Recorded information:
===

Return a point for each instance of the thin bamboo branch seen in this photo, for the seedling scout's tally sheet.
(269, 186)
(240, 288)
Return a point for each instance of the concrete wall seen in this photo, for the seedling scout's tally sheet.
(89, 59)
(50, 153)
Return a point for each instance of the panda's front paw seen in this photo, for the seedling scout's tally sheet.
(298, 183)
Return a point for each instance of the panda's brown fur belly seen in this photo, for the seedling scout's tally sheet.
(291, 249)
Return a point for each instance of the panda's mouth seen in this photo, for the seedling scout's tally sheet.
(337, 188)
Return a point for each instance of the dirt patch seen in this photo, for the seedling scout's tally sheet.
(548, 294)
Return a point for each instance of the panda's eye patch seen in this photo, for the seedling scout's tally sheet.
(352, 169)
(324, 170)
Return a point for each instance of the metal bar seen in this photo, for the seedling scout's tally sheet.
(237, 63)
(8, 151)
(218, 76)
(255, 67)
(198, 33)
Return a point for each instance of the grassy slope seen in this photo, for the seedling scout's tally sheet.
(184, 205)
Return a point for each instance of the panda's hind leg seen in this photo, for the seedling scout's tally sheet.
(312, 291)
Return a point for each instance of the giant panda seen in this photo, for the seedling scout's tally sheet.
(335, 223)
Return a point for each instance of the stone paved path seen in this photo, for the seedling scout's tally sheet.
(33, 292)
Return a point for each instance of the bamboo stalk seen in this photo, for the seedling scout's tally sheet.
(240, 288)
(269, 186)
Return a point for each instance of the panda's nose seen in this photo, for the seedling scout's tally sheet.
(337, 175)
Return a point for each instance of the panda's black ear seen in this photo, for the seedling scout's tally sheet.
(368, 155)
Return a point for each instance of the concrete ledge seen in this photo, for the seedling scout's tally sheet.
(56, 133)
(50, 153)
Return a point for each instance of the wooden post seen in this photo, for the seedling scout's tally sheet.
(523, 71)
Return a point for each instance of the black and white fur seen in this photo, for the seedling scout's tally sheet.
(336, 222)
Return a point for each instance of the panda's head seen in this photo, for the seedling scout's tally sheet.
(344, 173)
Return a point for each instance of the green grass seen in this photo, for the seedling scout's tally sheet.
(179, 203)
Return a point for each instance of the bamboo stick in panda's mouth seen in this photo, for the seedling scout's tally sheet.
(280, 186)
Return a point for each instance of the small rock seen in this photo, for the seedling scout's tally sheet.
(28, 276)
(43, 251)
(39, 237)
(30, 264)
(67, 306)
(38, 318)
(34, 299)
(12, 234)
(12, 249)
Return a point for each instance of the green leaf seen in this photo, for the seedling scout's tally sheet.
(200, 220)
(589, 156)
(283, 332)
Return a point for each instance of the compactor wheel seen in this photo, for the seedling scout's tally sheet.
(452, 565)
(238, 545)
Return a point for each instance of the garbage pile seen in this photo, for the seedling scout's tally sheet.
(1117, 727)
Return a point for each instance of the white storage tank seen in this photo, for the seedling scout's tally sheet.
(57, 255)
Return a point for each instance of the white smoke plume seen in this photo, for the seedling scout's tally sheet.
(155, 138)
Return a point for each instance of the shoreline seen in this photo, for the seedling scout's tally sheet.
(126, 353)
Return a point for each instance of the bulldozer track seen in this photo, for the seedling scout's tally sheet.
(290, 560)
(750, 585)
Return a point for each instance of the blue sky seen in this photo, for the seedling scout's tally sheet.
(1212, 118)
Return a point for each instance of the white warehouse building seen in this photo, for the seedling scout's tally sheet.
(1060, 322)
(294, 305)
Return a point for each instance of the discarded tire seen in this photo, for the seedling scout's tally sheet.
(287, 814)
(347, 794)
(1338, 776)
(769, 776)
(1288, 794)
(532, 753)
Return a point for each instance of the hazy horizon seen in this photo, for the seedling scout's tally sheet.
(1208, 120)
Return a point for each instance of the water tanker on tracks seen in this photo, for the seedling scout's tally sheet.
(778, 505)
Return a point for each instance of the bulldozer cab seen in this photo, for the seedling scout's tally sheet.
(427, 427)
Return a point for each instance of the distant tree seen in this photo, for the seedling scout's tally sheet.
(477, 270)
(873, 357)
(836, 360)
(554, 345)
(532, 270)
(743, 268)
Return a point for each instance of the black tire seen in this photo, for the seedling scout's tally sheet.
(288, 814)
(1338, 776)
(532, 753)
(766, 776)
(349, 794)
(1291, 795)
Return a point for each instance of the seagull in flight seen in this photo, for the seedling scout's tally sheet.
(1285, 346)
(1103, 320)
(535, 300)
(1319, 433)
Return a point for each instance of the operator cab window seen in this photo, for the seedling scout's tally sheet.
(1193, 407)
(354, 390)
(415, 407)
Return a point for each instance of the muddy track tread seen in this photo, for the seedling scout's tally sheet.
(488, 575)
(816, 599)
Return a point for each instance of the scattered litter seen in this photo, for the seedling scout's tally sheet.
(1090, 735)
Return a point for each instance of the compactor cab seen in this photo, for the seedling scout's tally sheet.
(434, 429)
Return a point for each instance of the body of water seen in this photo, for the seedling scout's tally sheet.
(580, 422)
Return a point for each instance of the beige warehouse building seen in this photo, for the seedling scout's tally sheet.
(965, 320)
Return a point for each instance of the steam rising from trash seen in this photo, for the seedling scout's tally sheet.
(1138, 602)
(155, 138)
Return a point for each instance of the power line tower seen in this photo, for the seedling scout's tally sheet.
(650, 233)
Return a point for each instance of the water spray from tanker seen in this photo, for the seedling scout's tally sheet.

===

Directions:
Give every line of all the items above as a numbered list, leaving out any blank lines.

Result:
1. Return a point for each instance of the thin bamboo branch seen in this photo, for the seedling scout's tally sheet.
2. (269, 186)
3. (240, 288)
4. Return a point for each instance of the concrete wall seen in this photo, for the seedling scout's tally sheet.
5. (89, 59)
6. (50, 153)
7. Return a point for each instance of the panda's front paw seen in this photo, for the seedling scout's tally sheet.
8. (298, 183)
9. Return a point for each instance of the panda's brown fur belly seen in this photo, for the seedling scout's tally sheet.
10. (291, 249)
11. Return a point for each instance of the panda's mouth seen in this photo, for the seedling scout's tally sheet.
12. (337, 188)
13. Return a point for each instance of the dirt patch seen in this photo, for the seedling scout's tally sheet.
14. (548, 294)
15. Return a point for each instance of the panda's eye patch seen in this photo, for the seedling scout's tally sheet.
16. (352, 169)
17. (324, 170)
18. Return a point for each instance of the metal bar seen in this photo, for the seedling scout's tally sheet.
19. (237, 63)
20. (8, 151)
21. (218, 76)
22. (255, 67)
23. (198, 33)
24. Return a point for each instance of the grassy slope seen in this photo, for the seedling scout's tally sheet.
25. (184, 205)
26. Return a point for each instance of the panda's hind leg seen in this photo, for the seedling scout's tally sheet.
27. (312, 291)
28. Return a point for each instance of the giant panda seen in this photo, for the seedling scout's tally sheet.
29. (335, 223)
30. Return a point for each instance of the stone paved path seen in this photo, for the seedling scout's tally sheet.
31. (33, 292)
32. Return a point for each instance of the bamboo stalk seen in this photo, for the seedling scout's tally sheet.
33. (240, 288)
34. (269, 186)
35. Return a point for each instance of the panda's nose seen in this photo, for the seedling scout's tally sheet.
36. (337, 175)
37. Return a point for each instance of the panda's black ear seen in this photo, for the seedling scout's tally sheet.
38. (368, 155)
39. Return a point for each instance of the concrete ledge seen in this photo, for the seedling scout's tally sheet.
40. (56, 133)
41. (50, 153)
42. Return a point for each instance of the wooden post seen in this photo, for the seedling scout's tally sheet.
43. (523, 71)
44. Return a point for each instance of the black and white fur seen in this photo, for the seedling scout's tally sheet.
45. (336, 222)
46. Return a point for each instance of the panda's head seen in this photo, for the seedling scout's tally sheet.
47. (344, 173)
48. Return a point for each instance of the green grass seen in this photo, for the seedling scout's tally sheet.
49. (179, 203)
50. Return a point for each instance of the bamboo stick in panda's mouth seen in this photo, for the seedling scout's tally sheet.
51. (280, 186)
52. Return a point for each instance of the small rock seen in this photo, for the seedling scout's tally sheet.
53. (28, 276)
54. (43, 251)
55. (39, 237)
56. (30, 264)
57. (67, 306)
58. (38, 318)
59. (34, 299)
60. (12, 234)
61. (12, 249)
62. Return a point for each instance of the green leaf seen in this photo, for the seedling scout's tally sheet.
63. (200, 220)
64. (589, 156)
65. (283, 332)
66. Return a point for each instance of the compactor wheel seen in this photo, for the seedling scout's tally sheet.
67. (452, 565)
68. (238, 545)
69. Return a point for each instance of the garbage pile seen in this photo, for the seedling scout's tally sheet.
70. (1117, 727)
71. Return a point for each instance of the white storage tank seen in this photo, for the seedling scout's tally sheet.
72. (57, 255)
73. Return a point for each instance of the white smoke plume seen in this photo, for the seedling scout's tally sheet.
74. (155, 138)
75. Return a point for each instance of the shoreline seen in this photo, for the seedling scout's tally sheet.
76. (126, 353)
77. Return a point for each instance of the bulldozer track seen in this photo, for the seedling scout's tally sheet.
78. (290, 560)
79. (750, 585)
80. Return a point for each instance of the blue sky seen in this photo, for the seedling scout's tally sheet.
81. (1212, 118)
82. Return a point for each instance of the white warehouse building seen in this photo, for the seedling scout's tally sheet.
83. (1060, 322)
84. (294, 305)
85. Return a point for each instance of the discarded tire seen in this photo, for the seedling scout's tally sheet.
86. (287, 814)
87. (347, 794)
88. (1338, 776)
89. (769, 776)
90. (1288, 794)
91. (532, 753)
92. Return a point for each instance of the hazy horizon seen in this photo, for the seedling scout's tally sheet.
93. (1208, 120)
94. Return a point for each instance of the water tanker on tracks seen in this photo, for the seedling scout's tally sheet.
95. (778, 505)
96. Return a point for each instance of the bulldozer cab seen in this photo, for the seedling scout's tally sheet.
97. (427, 427)
98. Return a point for each instance of the distant tree seen in this photo, for the seedling scout's tally sheet.
99. (477, 270)
100. (873, 357)
101. (836, 360)
102. (554, 345)
103. (532, 270)
104. (743, 268)
105. Return a point for each instance of the black tire seen in this photo, for the seedling scout's tally sheet.
106. (288, 814)
107. (1338, 776)
108. (532, 753)
109. (766, 776)
110. (349, 794)
111. (1291, 795)
112. Return a point for each instance of the seagull in flight seen in this photo, for the seedling scout's tally sheet.
113. (1285, 346)
114. (1103, 320)
115. (535, 300)
116. (1319, 433)
117. Return a point for each instance of the operator cab window seen in this photo, for the seedling scout's tally sheet.
118. (1193, 407)
119. (354, 390)
120. (415, 407)
121. Return a point for each instance of the muddy track tread seen in this photo, for the seedling scout's tally sheet.
122. (488, 575)
123. (816, 599)
124. Return a point for each instance of the scattered litter seen in this photo, for the seedling scout's tally sheet.
125. (1090, 735)
126. Return a point for each instance of the compactor cab seen in this photo, for the seedling scout's tally sheet.
127. (434, 429)
128. Return a point for each instance of the body of water seen in this photo, for the seedling scout's tally sheet.
129. (580, 422)
130. Return a point for each instance of the beige warehouse building seen in this photo, for the seedling scout's tally sheet.
131. (965, 320)
132. Return a point for each instance of the steam rising from trash seen in this photo, for the seedling scout's tally sheet.
133. (1138, 602)
134. (155, 138)
135. Return a point for each instance of the power line tower seen in this photo, for the seedling scout's tally sheet.
136. (650, 233)
137. Return a point for each instance of the water spray from tanker seen in this photo, for the seedling scout's tally sheet.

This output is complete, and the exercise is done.